┌─ Task inputs
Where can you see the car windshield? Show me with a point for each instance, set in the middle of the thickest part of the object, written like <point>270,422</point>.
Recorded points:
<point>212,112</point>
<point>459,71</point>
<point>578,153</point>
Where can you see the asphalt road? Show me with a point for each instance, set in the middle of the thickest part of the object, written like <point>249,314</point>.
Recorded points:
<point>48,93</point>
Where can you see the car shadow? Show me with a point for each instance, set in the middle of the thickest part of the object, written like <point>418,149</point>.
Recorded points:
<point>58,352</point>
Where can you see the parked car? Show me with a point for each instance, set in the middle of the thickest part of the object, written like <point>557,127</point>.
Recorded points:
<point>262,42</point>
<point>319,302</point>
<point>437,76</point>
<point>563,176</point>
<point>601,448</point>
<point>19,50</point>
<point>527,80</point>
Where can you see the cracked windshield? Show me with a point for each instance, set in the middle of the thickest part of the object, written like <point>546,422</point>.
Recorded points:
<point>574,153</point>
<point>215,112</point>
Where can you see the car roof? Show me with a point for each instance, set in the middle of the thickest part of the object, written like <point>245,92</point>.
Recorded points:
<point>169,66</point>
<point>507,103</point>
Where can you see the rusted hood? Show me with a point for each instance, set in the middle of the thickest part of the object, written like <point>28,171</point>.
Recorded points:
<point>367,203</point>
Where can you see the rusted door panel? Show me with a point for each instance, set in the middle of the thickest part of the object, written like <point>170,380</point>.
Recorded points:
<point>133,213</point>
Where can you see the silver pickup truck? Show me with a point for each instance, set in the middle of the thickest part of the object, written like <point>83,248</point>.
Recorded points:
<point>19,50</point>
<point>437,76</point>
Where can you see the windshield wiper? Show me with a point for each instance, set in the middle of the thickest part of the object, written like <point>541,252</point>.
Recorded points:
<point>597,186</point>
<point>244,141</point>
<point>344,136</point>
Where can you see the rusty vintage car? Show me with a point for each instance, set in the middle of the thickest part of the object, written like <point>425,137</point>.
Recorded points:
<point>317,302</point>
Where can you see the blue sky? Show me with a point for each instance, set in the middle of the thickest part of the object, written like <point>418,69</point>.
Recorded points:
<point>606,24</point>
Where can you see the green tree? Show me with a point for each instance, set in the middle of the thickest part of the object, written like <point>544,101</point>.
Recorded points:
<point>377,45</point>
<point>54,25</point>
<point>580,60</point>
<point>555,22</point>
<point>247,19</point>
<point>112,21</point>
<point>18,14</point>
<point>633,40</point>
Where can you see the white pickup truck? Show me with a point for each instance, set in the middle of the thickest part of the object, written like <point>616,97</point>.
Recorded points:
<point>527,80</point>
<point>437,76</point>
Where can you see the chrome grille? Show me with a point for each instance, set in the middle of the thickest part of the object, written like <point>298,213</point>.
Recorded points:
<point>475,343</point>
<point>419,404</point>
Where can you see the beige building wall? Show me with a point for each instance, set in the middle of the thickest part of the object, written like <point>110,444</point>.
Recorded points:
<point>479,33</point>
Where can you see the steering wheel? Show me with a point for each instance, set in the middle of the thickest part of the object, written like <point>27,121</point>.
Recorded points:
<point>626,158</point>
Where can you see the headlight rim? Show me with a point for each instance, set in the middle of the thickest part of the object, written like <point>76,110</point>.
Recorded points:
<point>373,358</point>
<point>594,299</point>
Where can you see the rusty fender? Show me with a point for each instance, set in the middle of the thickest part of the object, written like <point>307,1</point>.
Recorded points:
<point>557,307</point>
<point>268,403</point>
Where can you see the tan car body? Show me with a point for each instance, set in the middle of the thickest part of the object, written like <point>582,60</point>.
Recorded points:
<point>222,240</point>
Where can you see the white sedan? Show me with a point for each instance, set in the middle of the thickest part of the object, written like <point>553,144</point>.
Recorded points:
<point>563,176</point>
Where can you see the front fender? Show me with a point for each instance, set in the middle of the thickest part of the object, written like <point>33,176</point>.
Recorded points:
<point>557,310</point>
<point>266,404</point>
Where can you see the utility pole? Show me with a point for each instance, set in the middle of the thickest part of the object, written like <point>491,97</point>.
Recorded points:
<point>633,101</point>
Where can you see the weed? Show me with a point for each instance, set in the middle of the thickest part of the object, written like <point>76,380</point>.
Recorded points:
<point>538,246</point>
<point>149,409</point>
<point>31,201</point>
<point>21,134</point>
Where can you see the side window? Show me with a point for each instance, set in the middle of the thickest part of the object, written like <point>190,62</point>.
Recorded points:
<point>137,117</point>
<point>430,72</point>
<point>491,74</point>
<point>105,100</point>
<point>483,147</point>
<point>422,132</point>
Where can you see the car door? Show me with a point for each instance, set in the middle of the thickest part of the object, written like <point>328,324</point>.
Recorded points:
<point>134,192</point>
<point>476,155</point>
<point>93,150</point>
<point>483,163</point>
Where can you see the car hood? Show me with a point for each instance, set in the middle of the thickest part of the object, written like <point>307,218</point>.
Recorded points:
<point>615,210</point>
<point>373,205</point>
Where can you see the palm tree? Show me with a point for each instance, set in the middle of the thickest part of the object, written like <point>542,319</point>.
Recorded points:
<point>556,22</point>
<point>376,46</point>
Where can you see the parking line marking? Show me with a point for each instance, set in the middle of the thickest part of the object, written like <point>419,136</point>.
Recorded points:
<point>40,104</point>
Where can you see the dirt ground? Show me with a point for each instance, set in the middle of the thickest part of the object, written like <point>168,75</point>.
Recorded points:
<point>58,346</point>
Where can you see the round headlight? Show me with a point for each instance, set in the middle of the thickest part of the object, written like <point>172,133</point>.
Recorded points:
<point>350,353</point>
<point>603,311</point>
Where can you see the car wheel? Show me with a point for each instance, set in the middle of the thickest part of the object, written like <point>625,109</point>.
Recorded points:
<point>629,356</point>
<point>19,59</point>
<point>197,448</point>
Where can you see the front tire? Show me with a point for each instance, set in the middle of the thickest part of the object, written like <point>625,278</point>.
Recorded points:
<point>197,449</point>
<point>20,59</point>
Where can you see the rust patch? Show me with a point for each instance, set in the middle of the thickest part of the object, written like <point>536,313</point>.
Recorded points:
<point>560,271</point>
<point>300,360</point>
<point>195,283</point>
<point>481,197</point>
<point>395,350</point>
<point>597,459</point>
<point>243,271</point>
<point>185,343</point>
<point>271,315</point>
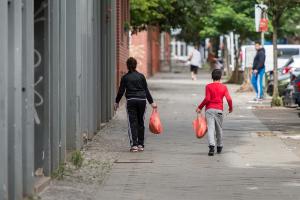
└─
▶ _What is asked_: Recast every line of the records above as a Markdown table with two columns, Row for its sequence number and Text for the line itself, skipping any blank lines. Leave the pictures out of your table.

▶ _Solution for this problem_:
| Row | Text |
|---|---|
| 1 | Where can you see the car windshield? Show me with a point for each instance, set in the middle of the thickest part of the object, written like <point>270,422</point>. |
| 2 | Recorded points: |
| 3 | <point>212,112</point> |
| 4 | <point>459,71</point> |
| 5 | <point>578,153</point> |
| 6 | Where can you see the asphalt road? Show me with a point for each instance, set in the middle of the thickest part of the object, written like <point>249,314</point>. |
| 7 | Recorded points: |
| 8 | <point>48,93</point> |
| 9 | Where can you see the car shadow? Show me with a point for each instance, set in the middle of the thickest part of the object, written like <point>418,149</point>. |
| 10 | Recorded points: |
| 11 | <point>58,352</point> |
| 12 | Where can you see the parked car? Show me with a point for each instance, set in the middle of the thickest part of the object, written like <point>557,127</point>. |
| 13 | Recorded points: |
| 14 | <point>262,42</point> |
| 15 | <point>319,302</point> |
| 16 | <point>437,76</point> |
| 17 | <point>563,176</point> |
| 18 | <point>601,448</point> |
| 19 | <point>19,50</point> |
| 20 | <point>527,80</point> |
| 21 | Where can you see the cracked windshield? Show me with a point for each instance, set in the middle of the thickest part of the object, written like <point>546,422</point>. |
| 22 | Recorded points: |
| 23 | <point>574,153</point> |
| 24 | <point>215,112</point> |
| 25 | Where can you see the car roof? Show me with a point for each instance, set in the middle of the thickest part of the object, written like <point>245,92</point>. |
| 26 | Recorded points: |
| 27 | <point>169,66</point> |
| 28 | <point>507,103</point> |
| 29 | Where can you see the rusted hood? Show me with a point for each instance, set in the middle of the thickest part of the object, written like <point>28,171</point>. |
| 30 | Recorded points: |
| 31 | <point>367,203</point> |
| 32 | Where can you see the rusted door panel? Show me with a point for each instance, set in the middle of the thickest part of the object, written like <point>170,380</point>. |
| 33 | Recorded points: |
| 34 | <point>133,213</point> |
| 35 | Where can you see the silver pickup truck? Show me with a point for each instance, set in the middle of the thickest part of the object, written like <point>83,248</point>. |
| 36 | Recorded points: |
| 37 | <point>19,50</point> |
| 38 | <point>437,76</point> |
| 39 | Where can you see the windshield wiper? Show me with a point for each instance, set in the middle of the thickest part of the object, written like <point>541,252</point>. |
| 40 | Recorded points: |
| 41 | <point>597,186</point> |
| 42 | <point>244,141</point> |
| 43 | <point>344,136</point> |
| 44 | Where can you see the rusty vintage car? Show me with a point for each instance, set in the middle of the thickest part of the object, written like <point>425,137</point>. |
| 45 | Recorded points: |
| 46 | <point>317,302</point> |
| 47 | Where can you see the blue sky? Show me with a point for each instance, set in the middle of the thickest part of the object, written like <point>418,69</point>. |
| 48 | Recorded points: |
| 49 | <point>606,24</point> |
| 50 | Where can you see the green tree? Show me with a point for each instance, set in the middle of the thickest part of the object, written like <point>544,101</point>. |
| 51 | Recorded points: |
| 52 | <point>377,45</point> |
| 53 | <point>54,25</point> |
| 54 | <point>580,60</point> |
| 55 | <point>555,22</point> |
| 56 | <point>247,19</point> |
| 57 | <point>112,21</point> |
| 58 | <point>18,14</point> |
| 59 | <point>633,40</point> |
| 60 | Where can you see the white pickup truck? Show me with a point for each instance, set in the middle of the thickest part of the object, written like <point>616,97</point>. |
| 61 | Recorded points: |
| 62 | <point>527,80</point> |
| 63 | <point>437,76</point> |
| 64 | Where can you see the chrome grille? Show me with a point for each instance, set in the middle of the thickest part of the object, written like <point>298,213</point>. |
| 65 | Recorded points: |
| 66 | <point>475,343</point> |
| 67 | <point>419,404</point> |
| 68 | Where can you see the beige building wall? Show me with a point for each instance, set in the middle of the thickest part of the object, written like <point>110,444</point>. |
| 69 | Recorded points: |
| 70 | <point>479,33</point> |
| 71 | Where can you see the steering wheel? Show me with a point for each instance, set in the middle of the thickest part of the object, written like <point>27,121</point>. |
| 72 | Recorded points: |
| 73 | <point>626,158</point> |
| 74 | Where can you see the headlight rim? Show me with a point for each instance, set in the middle of the thickest part of the object, written like <point>76,110</point>. |
| 75 | Recorded points: |
| 76 | <point>373,358</point> |
| 77 | <point>594,299</point> |
| 78 | Where can you see the rusty fender? Show me with a point for each instance, set in the middle of the thickest part of the object, written like <point>307,1</point>. |
| 79 | Recorded points: |
| 80 | <point>557,307</point> |
| 81 | <point>268,403</point> |
| 82 | Where can you see the tan car body? Show me with a point for each instance, set in the middle of the thickest part of the object, written like <point>582,60</point>. |
| 83 | Recorded points: |
| 84 | <point>222,240</point> |
| 85 | Where can you see the white sedan? Show me with a point for each instance, set in the middle of the thickest part of the object, written like <point>553,144</point>. |
| 86 | Recorded points: |
| 87 | <point>563,176</point> |
| 88 | Where can you see the front fender? Show me with a point for each instance, set in the middle of the thickest part of the object, written like <point>33,176</point>. |
| 89 | Recorded points: |
| 90 | <point>557,310</point> |
| 91 | <point>266,404</point> |
| 92 | Where can you see the utility pole? Show me with a point for each instance, set in the middle of the thickest part of the object, written like <point>491,97</point>. |
| 93 | Recorded points: |
| 94 | <point>633,101</point> |
| 95 | Where can you see the weed? Show me with a point for each instance, set in the middle of the thickest part of the object, written like <point>76,380</point>. |
| 96 | Recorded points: |
| 97 | <point>538,246</point> |
| 98 | <point>149,409</point> |
| 99 | <point>31,201</point> |
| 100 | <point>21,134</point> |
| 101 | Where can you see the side window? Show me with a point for each instance, set in the middle of the thickest part of the object, written like <point>190,62</point>. |
| 102 | Recorded points: |
| 103 | <point>137,117</point> |
| 104 | <point>430,72</point> |
| 105 | <point>491,74</point> |
| 106 | <point>105,100</point> |
| 107 | <point>483,147</point> |
| 108 | <point>422,132</point> |
| 109 | Where can you see the car door? Show me with a point for each instance, set in the middle of the thickest part of the object, written like <point>328,324</point>. |
| 110 | Recorded points: |
| 111 | <point>134,192</point> |
| 112 | <point>476,155</point> |
| 113 | <point>93,150</point> |
| 114 | <point>483,163</point> |
| 115 | Where can you see the car hood? Show me with a point for each instance, set in the middle of the thickest part of the object, written like <point>307,218</point>. |
| 116 | Recorded points: |
| 117 | <point>615,210</point> |
| 118 | <point>373,205</point> |
| 119 | Where can you see the palm tree? Show me with a point for each instance, set in the middle of the thickest part of the object, written like <point>542,319</point>. |
| 120 | Recorded points: |
| 121 | <point>556,22</point> |
| 122 | <point>376,46</point> |
| 123 | Where can you see the parking line marking? Show me with a point for each instance, set in the middle of the thickest part of the object, written like <point>419,136</point>. |
| 124 | Recorded points: |
| 125 | <point>40,104</point> |
| 126 | Where can you see the dirt ground? Show me with a point for each instance, set in the middle of the thickest part of the object, written like <point>168,75</point>. |
| 127 | Recorded points: |
| 128 | <point>58,346</point> |
| 129 | Where can you see the round headlight? Show me with a point for each instance, set in the middle of the thickest part of the object, written like <point>172,133</point>. |
| 130 | Recorded points: |
| 131 | <point>350,353</point> |
| 132 | <point>603,311</point> |
| 133 | Where can you see the car wheel? Show me with a point for each instance, set in the middle of the thickest part of the object, written like <point>625,109</point>. |
| 134 | Recorded points: |
| 135 | <point>629,356</point> |
| 136 | <point>19,59</point> |
| 137 | <point>197,448</point> |
| 138 | Where can you see the front tire? Show me with a point for each instance, set in the middle of the thickest part of the object, written like <point>625,278</point>. |
| 139 | Recorded points: |
| 140 | <point>197,449</point> |
| 141 | <point>20,59</point> |
| 142 | Where can you see the rust patch? Show me with a point for each instance, set in the middle of the thickest part of the object, written like <point>536,313</point>. |
| 143 | Recorded points: |
| 144 | <point>560,271</point> |
| 145 | <point>300,360</point> |
| 146 | <point>195,283</point> |
| 147 | <point>481,197</point> |
| 148 | <point>395,350</point> |
| 149 | <point>597,459</point> |
| 150 | <point>243,271</point> |
| 151 | <point>185,343</point> |
| 152 | <point>271,315</point> |